* Reading passage
>> start
Williams v. Atlantic Coast Line R. Co.

Decision Date08 December 1908
Citation48 So. 209,56 Fla. 735
PartiesWILLIAMS v. ATLANTIC COAST LINE R. CO.
CourtFlorida Supreme Court

Headnotes Filed Jan. 29, 1909.

Error to Circuit Court, Orange County; Minor S. Jones, Judge.

Action by H. S. Williams against the Atlantic Coast Line Railroad Company. Judgment for defendant, and plaintiff brings error. Reversed.

Syllabus by the Court

SYLLABUS

Before liability in damages for a negligent act or omission can arise, it is necessary that a causal relation, such as the law recognizes as being sufficient, should exist between the damage complained of and the act alleged to have occasioned the damage. If such a relation does not exist, the damage is said to be remote, and cannot be recovered. If such a relation does exist, then the damage is said to be a proximate result of the wrongful act to which it is attributed, and, conversely, the wrongful act is said to be the proximate cause of the damage.

Only such damages may be recovered as were contemplated or might reasonably be supposed to have entered into the contemplation of the parties to the contract of carriage. If the owner of the goods would charge the carrier with any special damages he must have communicated to the carrier all the facts and circumstances of the case which do not ordinarily attend the carriage or the peculiar character and value of the property carried, for otherwise such peculiar circumstances cannot be contemplated by the carrier.

In an action against a railroad company for damages caused by the failure of the company to deliver within a reasonable time orange boxes intrusted to the defendant to transport for hire, the plaintiff cannot recover the loss and damage in the enforced idleness of persons employed to pack and ship his oranges on his orange groves, where the defendant was not informed that men had been employed to pick the oranges, or the time within which the oranges were to be picked, and the contract of carriage did not fix any specific time for the transportation and delivery of the boxes.

In an action against a railroad company for damages caused by its failure to transport and deliver orange boxes within a reasonable time, the allegations of the declaration 'that by reason of the premises the plaintiff incurred loss and damage in being unable to pack and ship part of his oranges for the Christmas market,' are not stated with such certainty as to show the liability of the defendant therefor.

The freezing of plaintiff's oranges on the trees is not so direct, natural, and proximate a result of the failure of a railroad company to deliver to the plaintiff within a reasonable time orange boxes intrusted to the defendant company to transport for hire as to make such company liable therefor by reason of such delay, where the contract of carriage did not fix any specific time for the transportation and delivery of the boxes, and the defendant company was not informed that the plaintiff would leave the oranges on the trees, exposed to the dangers of the cold, until the boxes were delivered.
>> end
* Problem 1
Locate each line in the records below that contains the string "rear" and copy it. Case counts.

* Data shown
>> start
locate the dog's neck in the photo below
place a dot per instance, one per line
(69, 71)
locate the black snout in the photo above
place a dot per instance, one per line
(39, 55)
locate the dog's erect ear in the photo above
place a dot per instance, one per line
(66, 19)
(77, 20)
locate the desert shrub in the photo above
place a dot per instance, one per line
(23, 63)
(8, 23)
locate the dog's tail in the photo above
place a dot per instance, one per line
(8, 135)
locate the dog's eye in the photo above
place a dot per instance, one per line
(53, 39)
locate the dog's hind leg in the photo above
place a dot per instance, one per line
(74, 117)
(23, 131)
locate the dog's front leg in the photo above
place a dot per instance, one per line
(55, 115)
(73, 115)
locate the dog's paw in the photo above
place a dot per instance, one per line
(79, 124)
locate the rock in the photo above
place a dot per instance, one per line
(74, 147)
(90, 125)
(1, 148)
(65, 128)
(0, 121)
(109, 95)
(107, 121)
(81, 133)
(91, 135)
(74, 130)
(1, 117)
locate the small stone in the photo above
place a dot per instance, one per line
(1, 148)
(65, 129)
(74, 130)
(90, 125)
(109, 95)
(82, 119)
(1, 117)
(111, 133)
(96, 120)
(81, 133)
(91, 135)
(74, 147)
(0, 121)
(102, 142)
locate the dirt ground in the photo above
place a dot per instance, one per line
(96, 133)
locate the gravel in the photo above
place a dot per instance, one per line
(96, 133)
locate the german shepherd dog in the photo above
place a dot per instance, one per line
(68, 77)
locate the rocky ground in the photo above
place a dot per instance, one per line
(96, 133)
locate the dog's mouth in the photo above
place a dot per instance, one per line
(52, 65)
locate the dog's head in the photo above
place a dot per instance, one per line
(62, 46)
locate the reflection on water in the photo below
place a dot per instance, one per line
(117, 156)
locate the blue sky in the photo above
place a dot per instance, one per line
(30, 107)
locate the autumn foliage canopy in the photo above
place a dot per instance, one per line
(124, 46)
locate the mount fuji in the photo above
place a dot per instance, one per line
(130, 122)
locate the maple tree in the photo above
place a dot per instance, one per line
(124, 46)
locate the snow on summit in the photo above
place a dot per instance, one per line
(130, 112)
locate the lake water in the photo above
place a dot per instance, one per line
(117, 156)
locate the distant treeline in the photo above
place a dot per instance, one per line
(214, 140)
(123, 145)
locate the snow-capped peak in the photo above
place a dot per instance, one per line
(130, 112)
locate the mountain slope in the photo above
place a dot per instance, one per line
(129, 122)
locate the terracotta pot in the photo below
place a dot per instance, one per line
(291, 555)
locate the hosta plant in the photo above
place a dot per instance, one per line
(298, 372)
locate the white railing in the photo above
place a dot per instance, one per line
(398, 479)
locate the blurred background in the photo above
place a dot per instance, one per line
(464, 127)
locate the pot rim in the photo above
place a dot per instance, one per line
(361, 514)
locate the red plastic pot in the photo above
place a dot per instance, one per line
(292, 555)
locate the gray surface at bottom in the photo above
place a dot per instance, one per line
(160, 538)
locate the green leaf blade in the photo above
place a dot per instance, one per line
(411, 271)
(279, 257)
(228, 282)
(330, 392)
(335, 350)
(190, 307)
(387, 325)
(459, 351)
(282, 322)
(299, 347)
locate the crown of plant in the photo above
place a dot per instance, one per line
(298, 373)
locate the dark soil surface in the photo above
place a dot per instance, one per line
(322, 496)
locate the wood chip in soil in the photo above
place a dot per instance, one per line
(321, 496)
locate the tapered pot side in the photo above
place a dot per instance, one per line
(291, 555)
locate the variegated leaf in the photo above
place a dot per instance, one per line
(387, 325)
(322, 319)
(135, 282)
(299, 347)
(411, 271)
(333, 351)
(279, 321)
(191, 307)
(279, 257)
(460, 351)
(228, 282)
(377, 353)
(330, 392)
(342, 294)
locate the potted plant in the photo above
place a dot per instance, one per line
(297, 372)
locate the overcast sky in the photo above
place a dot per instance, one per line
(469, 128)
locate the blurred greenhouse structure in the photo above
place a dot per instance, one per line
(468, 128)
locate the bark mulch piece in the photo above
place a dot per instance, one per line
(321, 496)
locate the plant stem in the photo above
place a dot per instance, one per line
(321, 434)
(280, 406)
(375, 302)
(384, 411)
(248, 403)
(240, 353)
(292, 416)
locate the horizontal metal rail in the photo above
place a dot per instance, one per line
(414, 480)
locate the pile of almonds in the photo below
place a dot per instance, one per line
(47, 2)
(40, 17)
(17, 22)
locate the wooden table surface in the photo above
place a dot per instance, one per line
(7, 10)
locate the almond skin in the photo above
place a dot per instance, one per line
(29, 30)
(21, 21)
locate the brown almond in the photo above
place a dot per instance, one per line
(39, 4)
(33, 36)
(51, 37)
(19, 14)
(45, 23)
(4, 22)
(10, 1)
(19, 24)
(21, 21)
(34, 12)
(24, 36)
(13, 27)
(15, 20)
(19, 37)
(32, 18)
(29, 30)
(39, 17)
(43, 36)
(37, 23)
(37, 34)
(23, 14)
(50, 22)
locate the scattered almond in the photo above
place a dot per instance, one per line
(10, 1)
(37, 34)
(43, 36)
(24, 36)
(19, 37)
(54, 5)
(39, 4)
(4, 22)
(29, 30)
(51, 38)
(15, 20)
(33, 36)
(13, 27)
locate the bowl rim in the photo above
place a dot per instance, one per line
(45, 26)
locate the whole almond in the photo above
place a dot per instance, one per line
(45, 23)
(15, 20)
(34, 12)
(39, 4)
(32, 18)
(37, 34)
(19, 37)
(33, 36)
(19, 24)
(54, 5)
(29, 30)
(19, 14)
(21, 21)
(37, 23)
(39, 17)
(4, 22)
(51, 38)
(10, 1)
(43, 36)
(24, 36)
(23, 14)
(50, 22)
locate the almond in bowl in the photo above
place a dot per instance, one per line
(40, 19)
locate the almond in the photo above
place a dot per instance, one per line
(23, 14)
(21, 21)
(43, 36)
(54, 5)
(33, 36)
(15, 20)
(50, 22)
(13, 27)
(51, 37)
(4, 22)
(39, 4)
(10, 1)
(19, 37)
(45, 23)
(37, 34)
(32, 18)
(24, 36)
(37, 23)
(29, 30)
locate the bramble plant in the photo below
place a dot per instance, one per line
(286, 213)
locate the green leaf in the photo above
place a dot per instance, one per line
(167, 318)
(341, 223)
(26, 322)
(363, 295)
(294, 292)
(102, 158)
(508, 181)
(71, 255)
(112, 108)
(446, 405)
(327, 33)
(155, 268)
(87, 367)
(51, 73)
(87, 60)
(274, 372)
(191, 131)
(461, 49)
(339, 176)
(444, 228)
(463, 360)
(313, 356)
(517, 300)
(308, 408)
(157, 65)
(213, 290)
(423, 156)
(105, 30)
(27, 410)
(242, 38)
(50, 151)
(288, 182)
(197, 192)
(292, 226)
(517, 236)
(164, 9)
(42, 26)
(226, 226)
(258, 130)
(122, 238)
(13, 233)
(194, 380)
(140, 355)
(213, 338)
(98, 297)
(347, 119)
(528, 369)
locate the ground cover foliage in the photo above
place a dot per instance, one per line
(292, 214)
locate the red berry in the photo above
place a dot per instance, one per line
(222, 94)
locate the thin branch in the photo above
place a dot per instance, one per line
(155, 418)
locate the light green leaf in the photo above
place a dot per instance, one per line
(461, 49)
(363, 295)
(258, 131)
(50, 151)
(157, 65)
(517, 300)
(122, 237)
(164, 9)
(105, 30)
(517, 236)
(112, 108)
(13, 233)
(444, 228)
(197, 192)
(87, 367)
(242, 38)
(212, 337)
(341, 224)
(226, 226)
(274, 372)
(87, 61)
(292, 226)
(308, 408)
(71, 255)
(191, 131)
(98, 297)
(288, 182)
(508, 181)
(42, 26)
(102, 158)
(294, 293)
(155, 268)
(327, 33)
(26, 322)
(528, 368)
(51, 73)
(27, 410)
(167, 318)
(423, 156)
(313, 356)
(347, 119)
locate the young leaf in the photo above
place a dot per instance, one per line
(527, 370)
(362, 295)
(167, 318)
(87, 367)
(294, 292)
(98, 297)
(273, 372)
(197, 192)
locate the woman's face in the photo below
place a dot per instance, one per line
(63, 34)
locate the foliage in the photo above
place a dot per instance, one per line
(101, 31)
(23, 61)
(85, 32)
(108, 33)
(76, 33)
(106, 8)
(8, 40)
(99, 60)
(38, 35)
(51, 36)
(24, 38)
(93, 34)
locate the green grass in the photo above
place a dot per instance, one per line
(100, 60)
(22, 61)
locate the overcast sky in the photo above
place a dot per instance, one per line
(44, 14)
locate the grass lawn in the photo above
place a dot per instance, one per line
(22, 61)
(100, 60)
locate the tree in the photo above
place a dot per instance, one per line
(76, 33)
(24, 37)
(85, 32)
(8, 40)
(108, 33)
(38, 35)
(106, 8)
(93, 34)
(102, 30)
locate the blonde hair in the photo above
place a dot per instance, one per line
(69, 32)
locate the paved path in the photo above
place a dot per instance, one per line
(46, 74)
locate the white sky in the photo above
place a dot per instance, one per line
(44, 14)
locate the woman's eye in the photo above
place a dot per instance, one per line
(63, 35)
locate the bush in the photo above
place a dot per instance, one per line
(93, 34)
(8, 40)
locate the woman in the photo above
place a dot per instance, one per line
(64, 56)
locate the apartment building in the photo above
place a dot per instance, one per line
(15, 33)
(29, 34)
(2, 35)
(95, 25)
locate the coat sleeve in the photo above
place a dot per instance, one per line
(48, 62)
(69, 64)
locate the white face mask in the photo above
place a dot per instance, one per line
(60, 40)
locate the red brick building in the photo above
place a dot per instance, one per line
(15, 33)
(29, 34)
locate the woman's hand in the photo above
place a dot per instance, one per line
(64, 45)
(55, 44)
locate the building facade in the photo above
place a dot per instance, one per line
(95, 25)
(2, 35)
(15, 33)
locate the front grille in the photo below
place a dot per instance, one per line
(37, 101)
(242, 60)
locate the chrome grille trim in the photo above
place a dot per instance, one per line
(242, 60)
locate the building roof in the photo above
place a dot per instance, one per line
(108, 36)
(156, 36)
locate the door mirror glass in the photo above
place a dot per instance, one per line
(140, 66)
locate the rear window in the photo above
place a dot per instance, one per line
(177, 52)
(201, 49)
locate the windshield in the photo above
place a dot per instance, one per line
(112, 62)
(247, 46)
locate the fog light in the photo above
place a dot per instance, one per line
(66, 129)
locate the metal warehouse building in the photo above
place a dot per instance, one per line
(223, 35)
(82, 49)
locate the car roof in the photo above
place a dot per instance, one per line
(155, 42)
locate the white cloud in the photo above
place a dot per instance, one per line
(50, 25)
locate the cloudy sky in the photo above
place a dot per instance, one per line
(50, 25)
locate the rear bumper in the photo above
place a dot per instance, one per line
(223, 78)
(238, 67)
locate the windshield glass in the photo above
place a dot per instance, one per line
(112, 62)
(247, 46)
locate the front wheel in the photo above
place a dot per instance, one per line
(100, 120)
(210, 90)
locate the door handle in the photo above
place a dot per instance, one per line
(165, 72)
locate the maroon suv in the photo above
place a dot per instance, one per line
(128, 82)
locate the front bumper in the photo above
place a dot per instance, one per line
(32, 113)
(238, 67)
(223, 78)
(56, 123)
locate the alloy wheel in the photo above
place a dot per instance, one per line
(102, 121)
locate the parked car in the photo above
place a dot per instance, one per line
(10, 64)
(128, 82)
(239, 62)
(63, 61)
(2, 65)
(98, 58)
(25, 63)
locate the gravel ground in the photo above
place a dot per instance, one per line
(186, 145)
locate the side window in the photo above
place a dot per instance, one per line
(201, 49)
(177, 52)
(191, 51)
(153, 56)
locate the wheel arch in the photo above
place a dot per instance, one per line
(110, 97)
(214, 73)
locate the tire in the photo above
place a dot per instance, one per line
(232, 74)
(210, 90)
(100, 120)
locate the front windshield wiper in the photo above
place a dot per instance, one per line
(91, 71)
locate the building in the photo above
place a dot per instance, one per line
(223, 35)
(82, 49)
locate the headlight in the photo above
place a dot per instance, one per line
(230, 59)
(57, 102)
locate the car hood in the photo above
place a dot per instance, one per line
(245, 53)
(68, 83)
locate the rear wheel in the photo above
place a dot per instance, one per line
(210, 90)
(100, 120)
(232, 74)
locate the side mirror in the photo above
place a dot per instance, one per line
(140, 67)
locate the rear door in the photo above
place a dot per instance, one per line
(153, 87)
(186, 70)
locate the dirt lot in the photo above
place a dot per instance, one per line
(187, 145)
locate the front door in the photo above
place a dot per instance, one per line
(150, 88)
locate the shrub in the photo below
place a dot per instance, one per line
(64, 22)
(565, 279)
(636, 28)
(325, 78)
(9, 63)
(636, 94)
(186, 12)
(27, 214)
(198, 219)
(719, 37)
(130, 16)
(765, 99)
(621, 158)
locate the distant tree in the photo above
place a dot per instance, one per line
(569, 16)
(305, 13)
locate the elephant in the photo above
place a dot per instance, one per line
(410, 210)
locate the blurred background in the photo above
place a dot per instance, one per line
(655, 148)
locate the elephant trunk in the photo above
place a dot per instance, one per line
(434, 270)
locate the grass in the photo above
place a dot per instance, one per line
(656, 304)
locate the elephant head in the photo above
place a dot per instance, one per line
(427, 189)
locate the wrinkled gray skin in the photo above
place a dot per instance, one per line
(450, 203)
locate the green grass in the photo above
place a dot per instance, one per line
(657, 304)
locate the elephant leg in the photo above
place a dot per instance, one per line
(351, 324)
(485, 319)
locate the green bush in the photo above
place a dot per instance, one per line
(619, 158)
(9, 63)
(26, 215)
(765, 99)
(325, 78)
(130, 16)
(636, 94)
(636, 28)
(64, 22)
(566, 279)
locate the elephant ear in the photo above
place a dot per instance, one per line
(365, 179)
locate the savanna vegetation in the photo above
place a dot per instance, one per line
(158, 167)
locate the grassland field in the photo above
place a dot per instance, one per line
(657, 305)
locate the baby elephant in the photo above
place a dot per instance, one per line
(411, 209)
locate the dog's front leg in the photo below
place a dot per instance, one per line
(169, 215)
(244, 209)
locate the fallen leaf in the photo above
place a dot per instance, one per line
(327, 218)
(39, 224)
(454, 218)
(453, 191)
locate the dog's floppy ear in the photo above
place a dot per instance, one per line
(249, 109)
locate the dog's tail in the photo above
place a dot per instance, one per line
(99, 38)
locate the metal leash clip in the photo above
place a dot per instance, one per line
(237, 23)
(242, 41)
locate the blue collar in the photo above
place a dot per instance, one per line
>> end
* Problem 2
In the court decision above, which county's circuit court sent the case up on error?

* Solution 1
locate the rear window in the photo above
locate the rear bumper in the photo above
locate the rear wheel in the photo above
locate the rear door in the photo above

* Solution 2
Orange County